PROVIDED TEXT |
UdayWrites
Stop the basketball. With Peter's genius and the SI experience as an adult soldier, he should be more calm and mature. In pro or college sports he would get blood or urine tested and outed as a super, so he should not be playing any pro or college sports. He should rob cash from criminals or use his genius and meta knowledge to invent stuff to get rich. What use is an SI if he can't use his meta knowledge, especially when he has genius intellect now.
He’s supposed to be this cunning veteran with experience and discipline but he acts nothing like this. He gets set off by high schoolers when just ignoring them would do the trick. He acts more of a man child sometimes, like going off on a high school girl, legit yelling and snapping at them when he hitched on a ride with one of his basketball team members for sneaker shopping. Like dude, you’re the one riding with them. They’re annoying sure, just bare with it, have some discipline for gods sake. What happened to the whole Indian army veteran thing, it’s like the author forgets the background he gave his mc most of the time. Then there’s the whole adding other oc insert characters with abilities like stopping time.

LISTED ENTRIES |
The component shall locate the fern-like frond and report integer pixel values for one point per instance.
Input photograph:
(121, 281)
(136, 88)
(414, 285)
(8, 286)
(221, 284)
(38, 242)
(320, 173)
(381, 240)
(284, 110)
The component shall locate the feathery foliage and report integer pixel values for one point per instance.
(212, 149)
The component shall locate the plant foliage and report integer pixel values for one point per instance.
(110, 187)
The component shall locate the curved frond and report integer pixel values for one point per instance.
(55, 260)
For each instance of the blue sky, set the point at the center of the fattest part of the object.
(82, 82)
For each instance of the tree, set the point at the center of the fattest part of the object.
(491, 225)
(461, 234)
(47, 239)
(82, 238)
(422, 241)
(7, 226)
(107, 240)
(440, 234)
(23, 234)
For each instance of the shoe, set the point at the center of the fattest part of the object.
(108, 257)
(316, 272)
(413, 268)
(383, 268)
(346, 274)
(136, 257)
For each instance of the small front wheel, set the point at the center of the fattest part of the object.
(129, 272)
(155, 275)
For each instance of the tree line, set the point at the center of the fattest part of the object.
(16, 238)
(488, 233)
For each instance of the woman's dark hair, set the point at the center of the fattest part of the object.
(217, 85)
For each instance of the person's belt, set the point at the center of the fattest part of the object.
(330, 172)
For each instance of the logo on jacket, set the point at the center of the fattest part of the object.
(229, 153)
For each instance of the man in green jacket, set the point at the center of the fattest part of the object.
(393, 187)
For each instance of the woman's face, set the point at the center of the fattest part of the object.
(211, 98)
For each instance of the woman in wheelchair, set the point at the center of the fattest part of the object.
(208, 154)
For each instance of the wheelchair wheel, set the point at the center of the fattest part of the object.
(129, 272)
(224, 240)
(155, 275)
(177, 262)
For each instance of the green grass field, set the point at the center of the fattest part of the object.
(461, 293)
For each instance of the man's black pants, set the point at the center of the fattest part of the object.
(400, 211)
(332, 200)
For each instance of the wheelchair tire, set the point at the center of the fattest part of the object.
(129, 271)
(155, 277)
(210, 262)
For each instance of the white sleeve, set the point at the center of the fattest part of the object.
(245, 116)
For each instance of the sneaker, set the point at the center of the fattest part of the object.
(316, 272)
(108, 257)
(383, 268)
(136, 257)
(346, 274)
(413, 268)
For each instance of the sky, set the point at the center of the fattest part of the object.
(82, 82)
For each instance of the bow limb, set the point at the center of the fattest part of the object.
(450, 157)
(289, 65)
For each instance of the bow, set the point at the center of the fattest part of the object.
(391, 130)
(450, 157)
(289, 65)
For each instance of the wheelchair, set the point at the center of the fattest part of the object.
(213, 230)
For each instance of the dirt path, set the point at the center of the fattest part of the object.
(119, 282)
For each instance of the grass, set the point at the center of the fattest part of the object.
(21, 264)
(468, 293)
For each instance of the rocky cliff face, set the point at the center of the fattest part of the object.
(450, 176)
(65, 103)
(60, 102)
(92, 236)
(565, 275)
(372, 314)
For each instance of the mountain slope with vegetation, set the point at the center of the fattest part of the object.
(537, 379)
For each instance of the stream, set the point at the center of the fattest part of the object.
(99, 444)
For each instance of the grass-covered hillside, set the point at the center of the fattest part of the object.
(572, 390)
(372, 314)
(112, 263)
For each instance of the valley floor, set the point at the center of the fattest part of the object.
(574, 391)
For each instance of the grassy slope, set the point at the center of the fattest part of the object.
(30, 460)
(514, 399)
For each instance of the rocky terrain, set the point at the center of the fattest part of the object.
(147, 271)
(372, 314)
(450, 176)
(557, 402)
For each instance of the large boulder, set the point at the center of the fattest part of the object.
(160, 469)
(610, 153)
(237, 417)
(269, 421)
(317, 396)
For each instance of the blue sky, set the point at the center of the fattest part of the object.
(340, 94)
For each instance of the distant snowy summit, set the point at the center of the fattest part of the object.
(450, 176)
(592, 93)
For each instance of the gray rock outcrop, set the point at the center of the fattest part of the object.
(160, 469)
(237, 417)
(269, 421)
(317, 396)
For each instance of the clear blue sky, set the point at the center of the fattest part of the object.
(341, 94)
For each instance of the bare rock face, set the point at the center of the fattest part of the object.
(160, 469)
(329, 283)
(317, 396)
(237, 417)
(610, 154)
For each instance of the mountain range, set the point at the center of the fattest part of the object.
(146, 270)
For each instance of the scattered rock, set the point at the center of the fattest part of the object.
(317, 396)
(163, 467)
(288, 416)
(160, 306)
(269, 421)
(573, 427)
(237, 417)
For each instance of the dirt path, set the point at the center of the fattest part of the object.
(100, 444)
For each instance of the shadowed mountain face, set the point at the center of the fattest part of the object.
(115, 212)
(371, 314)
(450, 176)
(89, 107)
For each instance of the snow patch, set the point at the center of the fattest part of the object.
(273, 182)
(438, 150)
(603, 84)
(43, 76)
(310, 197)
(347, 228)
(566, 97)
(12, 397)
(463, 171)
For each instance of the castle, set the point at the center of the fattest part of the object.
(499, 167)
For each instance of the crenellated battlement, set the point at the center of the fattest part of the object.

WHAT YOU SHOULD DO | Could you retype the review, beginning at the words "He’s supposed to" and stopping after "like stopping time."? Work only from the review.

RESPONSE AREA |
He’s supposed to be this cunning veteran with experience and discipline but he acts nothing like this. He gets set off by high schoolers when just ignoring them would do the trick. He acts more of a man child sometimes, like going off on a high school girl, legit yelling and snapping at them when he hitched on a ride with one of his basketball team members for sneaker shopping. Like dude, you’re the one riding with them. They’re annoying sure, just bare with it, have some discipline for gods sake. What happened to the whole Indian army veteran thing, it’s like the author forgets the background he gave his mc most of the time. Then there’s the whole adding other oc insert characters with abilities like stopping time.